ニューヨークMoMA“NewJapanese Photography”展(1974)で絶賛を浴びた伝説の写真家、深瀬昌久の78年に渡る波瀾万丈の人生を、実話とフィクションを織り交ぜて描いた映画『レイブンズ』。今回は本作で、深瀬昌久の最愛の妻であり被写体でもあった洋子役を演じた瀧内公美さんにインタビューさせていただきました。
<PROFILE>
瀧内公美(たきうち くみ):洋子 役
1989年10月21日生まれ。富山県出身。内田英治監督『グレイトフルデッド』(2014)で映画初主演を飾る。2019年、主演作『火口のふたり』で、第41回ヨコハマ映画祭最優秀新人賞、第93回キネマ旬報ベスト・テン主演女優賞を受賞。2021年、主演作『由宇子の天秤』で、第31回日本映画批評家大賞主演女優賞、第31回日本映画プロフェッショナル大賞主演女優賞など、国内外で多くの賞を受賞。近年の主な出演作に、NHK大河ドラマ『光る君へ』(2024)、Netflixシリーズ『阿修羅のごとく』(2025)、TBSドラマ『クジャクのダンス、誰が見た?』(2025)、映画『敵』、主演映画『奇麗な、悪』などがある。
出会うべくして出会った二人だと感じます

シャミ:
伝説の写真家、深瀬昌久とその妻で被写体の洋子の物語が描かれていました。最初に本作の台本を読んだ時に物語や洋子というキャラクターにどんな印象を持ちましたか?
瀧内公美さん:
私は深瀬昌久さんを知らなかったので、この時代に、寡黙だけれど破天荒な写真家がいらっしゃったんだな、と初めて知りました。本作ではそんな彼の人生が、父親との確執などもあるなか、洋子さんと過ごしていく時間に焦点を当てて描かれていました。最初に読んだ脚本には、彼の内面を象徴するカラスが登場していなかったので、深瀬と洋子の物語として描かれていました。一見風変わりな夫婦なのですが、二人にとっては純心そのもので、ピュアなラブストーリーだと感じました。それを浅野忠信さんとやらせていただけるなんてすごく光栄だと思いました。
洋子は、保守的な面もあれば、先進的な顔も持っている、非常に魅力的な女性です。すごく愛情が深くて、こういうキャラクターをやらせてもらえることがすごく嬉しかったです。ただ、今の自分にそれを演じられるのかという不安もありました。やはり長い年月の洋子を演じる必要があり、これまでに一人の女性の長い年月を演じた経験がなかったので、果たして私にこの役ができるのか、この時代性を打ち出せるのかと。本当に挑戦がいっぱいあるなか、合作の魅力と、私がお芝居を始めてずっと憧れ続けてきた浅野さんとご一緒できるということから、どうしてもやりたいという想いが強くなり二つ返事でした。

シャミ:
本当に洋子の描写が見事でした。カラスの登場部分は後から足されたんですね。カラスのシーンはファンタジックなパートでしたが、台本の内容も大きな変更があったのでしょうか?
瀧内公美さん:
そんなに大きく変わったわけではありません。ただ、今おっしゃってくださったようにカラスのシーンはファンタジックで、そのパートが加わったことで深瀬昌久の人生に、より奥行きが出たように思います。

+++

目標 ::
A: 瀧内公美さんのインタビュー記事のうち、「洋子は、保守的な面もあれば、」から「いが強くなり二つ返事でした。」までを、両端の語句も含めて一字一句そのまま打ち直してください。
B: 瀧内公美さんのインタビュー記事にある「洋子は、保守的な面もあれば、先進的な顔も持っている、非常に魅力的な女性です。」という文を英語に訳してください。
C: 瀧内公美さんのインタビュー記事の最後の文に続く部分を書き、示してください。

保存データ ::
+++

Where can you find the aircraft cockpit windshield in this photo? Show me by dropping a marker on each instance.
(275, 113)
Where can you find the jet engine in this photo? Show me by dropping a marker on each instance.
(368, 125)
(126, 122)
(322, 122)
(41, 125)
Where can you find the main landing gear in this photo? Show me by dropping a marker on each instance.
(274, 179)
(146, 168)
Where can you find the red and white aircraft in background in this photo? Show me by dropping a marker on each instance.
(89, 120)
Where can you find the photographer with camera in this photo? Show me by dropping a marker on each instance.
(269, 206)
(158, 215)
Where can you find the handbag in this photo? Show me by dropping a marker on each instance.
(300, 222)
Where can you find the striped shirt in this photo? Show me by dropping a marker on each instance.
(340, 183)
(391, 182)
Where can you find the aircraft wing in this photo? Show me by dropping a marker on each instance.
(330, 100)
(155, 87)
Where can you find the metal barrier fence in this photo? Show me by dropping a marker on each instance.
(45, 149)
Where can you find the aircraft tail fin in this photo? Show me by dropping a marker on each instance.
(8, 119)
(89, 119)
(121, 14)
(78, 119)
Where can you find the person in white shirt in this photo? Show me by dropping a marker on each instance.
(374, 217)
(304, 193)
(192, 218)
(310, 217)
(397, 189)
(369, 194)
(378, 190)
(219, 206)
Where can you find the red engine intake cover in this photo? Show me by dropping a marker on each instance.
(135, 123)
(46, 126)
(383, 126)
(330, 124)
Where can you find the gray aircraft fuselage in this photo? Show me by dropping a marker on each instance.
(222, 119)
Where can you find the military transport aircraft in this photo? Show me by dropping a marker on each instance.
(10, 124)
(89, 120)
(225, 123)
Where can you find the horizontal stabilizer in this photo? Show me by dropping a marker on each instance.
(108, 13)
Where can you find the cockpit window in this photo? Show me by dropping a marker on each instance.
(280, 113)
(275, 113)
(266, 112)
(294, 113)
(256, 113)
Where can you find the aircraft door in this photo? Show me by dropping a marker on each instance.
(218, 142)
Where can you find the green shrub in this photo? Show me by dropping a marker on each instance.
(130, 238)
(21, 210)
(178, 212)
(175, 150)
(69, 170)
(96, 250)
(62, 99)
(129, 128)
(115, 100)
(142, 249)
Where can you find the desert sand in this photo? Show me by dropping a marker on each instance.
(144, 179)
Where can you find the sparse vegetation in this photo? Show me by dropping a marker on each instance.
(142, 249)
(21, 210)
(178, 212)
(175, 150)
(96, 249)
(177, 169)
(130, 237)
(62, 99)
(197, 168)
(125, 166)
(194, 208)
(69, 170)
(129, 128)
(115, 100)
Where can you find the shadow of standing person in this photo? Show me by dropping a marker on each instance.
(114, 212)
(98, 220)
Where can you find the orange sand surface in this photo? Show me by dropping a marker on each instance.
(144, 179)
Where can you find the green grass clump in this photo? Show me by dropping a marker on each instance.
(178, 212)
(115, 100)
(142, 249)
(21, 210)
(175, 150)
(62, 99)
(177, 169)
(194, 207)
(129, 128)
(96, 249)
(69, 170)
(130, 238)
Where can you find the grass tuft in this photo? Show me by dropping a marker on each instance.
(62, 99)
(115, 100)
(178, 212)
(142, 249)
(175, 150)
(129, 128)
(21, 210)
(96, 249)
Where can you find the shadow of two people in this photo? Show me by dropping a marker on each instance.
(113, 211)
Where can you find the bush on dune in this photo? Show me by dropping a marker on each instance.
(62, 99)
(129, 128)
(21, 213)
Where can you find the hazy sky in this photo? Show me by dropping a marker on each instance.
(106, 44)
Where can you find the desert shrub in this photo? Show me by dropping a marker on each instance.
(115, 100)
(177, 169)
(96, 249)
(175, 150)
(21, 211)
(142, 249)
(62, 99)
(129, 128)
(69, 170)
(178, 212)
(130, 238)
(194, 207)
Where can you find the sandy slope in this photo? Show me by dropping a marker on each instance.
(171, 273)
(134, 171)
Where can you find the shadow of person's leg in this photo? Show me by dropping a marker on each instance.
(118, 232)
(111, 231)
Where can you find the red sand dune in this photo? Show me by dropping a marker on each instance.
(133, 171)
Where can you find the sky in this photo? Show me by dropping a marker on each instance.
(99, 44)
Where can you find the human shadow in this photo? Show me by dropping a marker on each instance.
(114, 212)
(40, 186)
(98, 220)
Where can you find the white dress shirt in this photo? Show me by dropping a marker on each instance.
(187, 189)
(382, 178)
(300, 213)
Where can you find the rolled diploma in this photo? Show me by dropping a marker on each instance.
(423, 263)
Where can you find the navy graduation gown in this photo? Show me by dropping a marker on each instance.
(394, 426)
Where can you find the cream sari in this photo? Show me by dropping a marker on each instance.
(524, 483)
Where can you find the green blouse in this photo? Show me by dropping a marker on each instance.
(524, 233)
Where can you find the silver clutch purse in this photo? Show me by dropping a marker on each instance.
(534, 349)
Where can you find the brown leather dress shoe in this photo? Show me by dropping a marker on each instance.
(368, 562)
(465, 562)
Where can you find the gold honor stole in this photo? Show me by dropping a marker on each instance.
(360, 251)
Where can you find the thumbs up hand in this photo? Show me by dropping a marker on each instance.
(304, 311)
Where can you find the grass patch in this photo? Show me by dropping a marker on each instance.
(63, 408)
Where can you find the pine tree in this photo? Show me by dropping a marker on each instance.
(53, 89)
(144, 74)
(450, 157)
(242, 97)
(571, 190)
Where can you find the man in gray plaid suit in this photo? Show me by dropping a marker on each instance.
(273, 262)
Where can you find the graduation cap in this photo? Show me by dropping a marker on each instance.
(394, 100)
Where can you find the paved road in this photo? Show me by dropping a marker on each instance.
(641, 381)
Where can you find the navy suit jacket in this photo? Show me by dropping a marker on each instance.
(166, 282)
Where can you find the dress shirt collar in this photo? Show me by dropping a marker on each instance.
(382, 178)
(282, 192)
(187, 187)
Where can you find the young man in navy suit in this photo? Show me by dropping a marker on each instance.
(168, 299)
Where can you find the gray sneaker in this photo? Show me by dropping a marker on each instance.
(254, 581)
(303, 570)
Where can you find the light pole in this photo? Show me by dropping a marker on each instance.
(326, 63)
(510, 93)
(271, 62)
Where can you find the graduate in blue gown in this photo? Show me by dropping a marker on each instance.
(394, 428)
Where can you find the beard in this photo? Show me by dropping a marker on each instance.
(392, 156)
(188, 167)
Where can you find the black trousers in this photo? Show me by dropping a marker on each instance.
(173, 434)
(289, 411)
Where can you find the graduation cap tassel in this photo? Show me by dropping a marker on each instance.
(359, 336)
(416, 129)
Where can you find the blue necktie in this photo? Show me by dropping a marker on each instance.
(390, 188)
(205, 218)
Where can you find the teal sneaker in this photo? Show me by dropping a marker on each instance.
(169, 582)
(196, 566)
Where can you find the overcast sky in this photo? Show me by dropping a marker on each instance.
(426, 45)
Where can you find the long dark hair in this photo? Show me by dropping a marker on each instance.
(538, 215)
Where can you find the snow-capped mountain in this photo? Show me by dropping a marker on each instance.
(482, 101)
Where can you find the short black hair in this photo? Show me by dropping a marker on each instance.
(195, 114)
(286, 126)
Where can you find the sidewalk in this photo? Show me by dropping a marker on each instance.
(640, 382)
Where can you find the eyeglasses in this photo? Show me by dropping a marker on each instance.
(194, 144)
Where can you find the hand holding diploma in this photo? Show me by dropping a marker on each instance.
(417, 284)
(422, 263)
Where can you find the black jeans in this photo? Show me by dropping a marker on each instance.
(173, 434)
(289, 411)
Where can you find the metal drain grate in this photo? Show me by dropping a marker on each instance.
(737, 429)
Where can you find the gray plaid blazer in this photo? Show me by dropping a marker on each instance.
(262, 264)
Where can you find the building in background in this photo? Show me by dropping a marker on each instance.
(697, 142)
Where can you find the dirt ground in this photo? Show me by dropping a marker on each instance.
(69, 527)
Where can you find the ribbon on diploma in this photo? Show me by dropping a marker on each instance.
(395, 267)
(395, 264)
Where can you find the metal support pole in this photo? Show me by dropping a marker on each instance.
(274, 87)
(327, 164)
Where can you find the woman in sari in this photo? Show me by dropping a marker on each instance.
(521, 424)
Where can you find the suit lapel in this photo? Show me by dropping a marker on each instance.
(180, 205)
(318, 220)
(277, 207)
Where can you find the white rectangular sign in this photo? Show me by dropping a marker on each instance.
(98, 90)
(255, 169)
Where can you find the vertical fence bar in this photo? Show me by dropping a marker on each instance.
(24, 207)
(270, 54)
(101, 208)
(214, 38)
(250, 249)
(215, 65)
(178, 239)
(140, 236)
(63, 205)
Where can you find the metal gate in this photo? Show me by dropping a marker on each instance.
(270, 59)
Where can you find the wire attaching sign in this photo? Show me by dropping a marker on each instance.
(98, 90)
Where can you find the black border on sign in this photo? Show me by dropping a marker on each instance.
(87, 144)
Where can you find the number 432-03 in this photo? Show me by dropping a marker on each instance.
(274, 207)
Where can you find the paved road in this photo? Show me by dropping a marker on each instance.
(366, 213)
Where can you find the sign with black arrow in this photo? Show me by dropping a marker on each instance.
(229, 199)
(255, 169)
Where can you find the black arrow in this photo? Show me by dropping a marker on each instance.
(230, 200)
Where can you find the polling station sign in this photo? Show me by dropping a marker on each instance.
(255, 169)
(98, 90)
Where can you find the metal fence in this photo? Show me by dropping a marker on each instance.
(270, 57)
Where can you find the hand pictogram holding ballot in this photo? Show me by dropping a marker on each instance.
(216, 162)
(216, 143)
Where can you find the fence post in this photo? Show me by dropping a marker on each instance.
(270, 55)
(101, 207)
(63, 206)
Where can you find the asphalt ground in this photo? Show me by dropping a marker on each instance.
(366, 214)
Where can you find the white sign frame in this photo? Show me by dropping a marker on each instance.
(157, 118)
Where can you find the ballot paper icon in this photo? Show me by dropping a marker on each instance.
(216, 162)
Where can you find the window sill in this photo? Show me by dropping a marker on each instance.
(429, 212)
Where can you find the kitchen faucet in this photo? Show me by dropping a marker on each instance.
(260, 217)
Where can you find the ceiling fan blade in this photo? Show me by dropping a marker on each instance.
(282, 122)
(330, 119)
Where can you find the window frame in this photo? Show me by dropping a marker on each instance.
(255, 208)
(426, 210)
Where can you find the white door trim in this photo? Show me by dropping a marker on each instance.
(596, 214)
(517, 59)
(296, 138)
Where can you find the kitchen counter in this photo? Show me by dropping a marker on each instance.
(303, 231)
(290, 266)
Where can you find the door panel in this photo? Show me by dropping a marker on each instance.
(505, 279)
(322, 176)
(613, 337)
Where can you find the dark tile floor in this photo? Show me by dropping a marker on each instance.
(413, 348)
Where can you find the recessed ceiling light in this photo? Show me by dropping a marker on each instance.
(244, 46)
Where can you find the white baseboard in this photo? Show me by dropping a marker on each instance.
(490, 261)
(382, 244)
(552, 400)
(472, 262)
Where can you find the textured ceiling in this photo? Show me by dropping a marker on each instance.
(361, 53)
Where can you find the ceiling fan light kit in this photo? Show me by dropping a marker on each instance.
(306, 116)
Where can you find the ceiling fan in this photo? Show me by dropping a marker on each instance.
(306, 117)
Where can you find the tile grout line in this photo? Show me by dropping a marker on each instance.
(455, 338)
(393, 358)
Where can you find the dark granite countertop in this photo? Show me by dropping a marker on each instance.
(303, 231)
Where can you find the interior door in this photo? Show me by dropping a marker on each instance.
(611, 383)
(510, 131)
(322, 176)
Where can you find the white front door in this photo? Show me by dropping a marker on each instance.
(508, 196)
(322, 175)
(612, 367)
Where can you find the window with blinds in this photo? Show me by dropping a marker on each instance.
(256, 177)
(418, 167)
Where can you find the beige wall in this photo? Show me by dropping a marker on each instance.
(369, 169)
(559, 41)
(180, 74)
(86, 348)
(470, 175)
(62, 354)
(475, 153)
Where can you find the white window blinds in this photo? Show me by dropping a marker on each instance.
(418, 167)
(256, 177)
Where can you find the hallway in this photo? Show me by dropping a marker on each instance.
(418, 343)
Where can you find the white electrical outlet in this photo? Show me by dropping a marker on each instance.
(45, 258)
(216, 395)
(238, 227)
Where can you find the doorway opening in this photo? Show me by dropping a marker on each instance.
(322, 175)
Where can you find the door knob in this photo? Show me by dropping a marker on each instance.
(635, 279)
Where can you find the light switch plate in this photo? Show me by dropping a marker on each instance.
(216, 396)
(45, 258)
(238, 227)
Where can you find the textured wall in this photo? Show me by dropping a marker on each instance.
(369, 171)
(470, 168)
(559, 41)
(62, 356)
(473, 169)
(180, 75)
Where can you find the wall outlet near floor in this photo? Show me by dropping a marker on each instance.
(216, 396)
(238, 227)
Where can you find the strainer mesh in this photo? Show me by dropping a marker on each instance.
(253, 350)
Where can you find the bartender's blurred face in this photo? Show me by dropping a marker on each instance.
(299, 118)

+++

記述回答 ::
A:
洋子は、保守的な面もあれば、先進的な顔も持っている、非常に魅力的な女性です。すごく愛情が深くて、こういうキャラクターをやらせてもらえることがすごく嬉しかったです。ただ、今の自分にそれを演じられるのかという不安もありました。やはり長い年月の洋子を演じる必要があり、これまでに一人の女性の長い年月を演じた経験がなかったので、果たして私にこの役ができるのか、この時代性を打ち出せるのかと。本当に挑戦がいっぱいあるなか、合作の魅力と、私がお芝居を始めてずっと憧れ続けてきた浅野さんとご一緒できるということから、どうしてもやりたいという想いが強くなり二つ返事でした。

B: Yoko is a very attractive woman who has a conservative side but also a progressive one.

C:
シャミ:
確かに深瀬の内面が垣間見える重要なシーンでしたね。深瀬と洋子の関係は、最初は上手くいきつつも、だんだんと形が変化していきました。瀧内さんご自身はこの二人の関係をどのように捉えて演じていましたか?

瀧内公美さん:
二人には切っても切れない縁がありますよね。出会うべくして出会った二人だと感じます。
シャミ:
婚姻関係の有無に関係なく、不思議な縁で繋がっている二人でしたね。
瀧内公美さん:
どこか離れられないんでしょうね。例えば形としては離れていたとしても、身体の一部は侵食されているというか。そういう二人なんだろうなと思います。
シャミ:
今回、海外合作作品には初めての参加だったそうですが、日本の現場との違いや何か発見されたことはありますか?

瀧内公美さん:
仕事がしっかり分業されていることが1番の違いでしょうか。プロとはこういうものというのが明確にあると思いました。日本にもいろいろな形があるので一概にはいえませんが、プロかアマチュアかわからない状態でも仕事ができるというか、それが日本の良さでもあるなと思います。海外だと契約書もしっかりしていますし、本当に一つひとつがシビアなんです。
シャミ:
俳優として改めて発見した部分もありましたか?
瀧内公美さん:
そうですね。システムの違いを感じましたね。

シャミ:
マーク・ギル監督とは物語やキャラクターについて何か話し合いましたか?
瀧内公美さん:
作品に入る前にディスカッションをする時間を設けていただき、お話しました。ただ、今振り返ると、あの時間は監督にとって苦痛な時間だったかもしれません。それは経験した後だからこそ言えることなのですが、「あなたにお任せしている。それがプロの仕事である」ということ、「あなたが思う洋子なんだから」ということを現場で感じたんです。それまで監督といろいろなディスカッションをしながら作っていく体制をとり、キャラクターの相談をしていましたけど、そういうことではないとよくわかりました。でも、マーク監督は本当に優しいんですよ。彼の優しさと明るさと、受け入れてくれる器の大きさと、ユーモアのあるジョークにいつも助けられていました。彼だったからこそ私は今こうしてポスターにも載っているんだと思います。そのくらい本当に監督の懐の深さに助けられました。
シャミ:
深瀬を演じた浅野忠信さんは元々憧れの方だったということですが、実際に共演されてみていかがでしたか?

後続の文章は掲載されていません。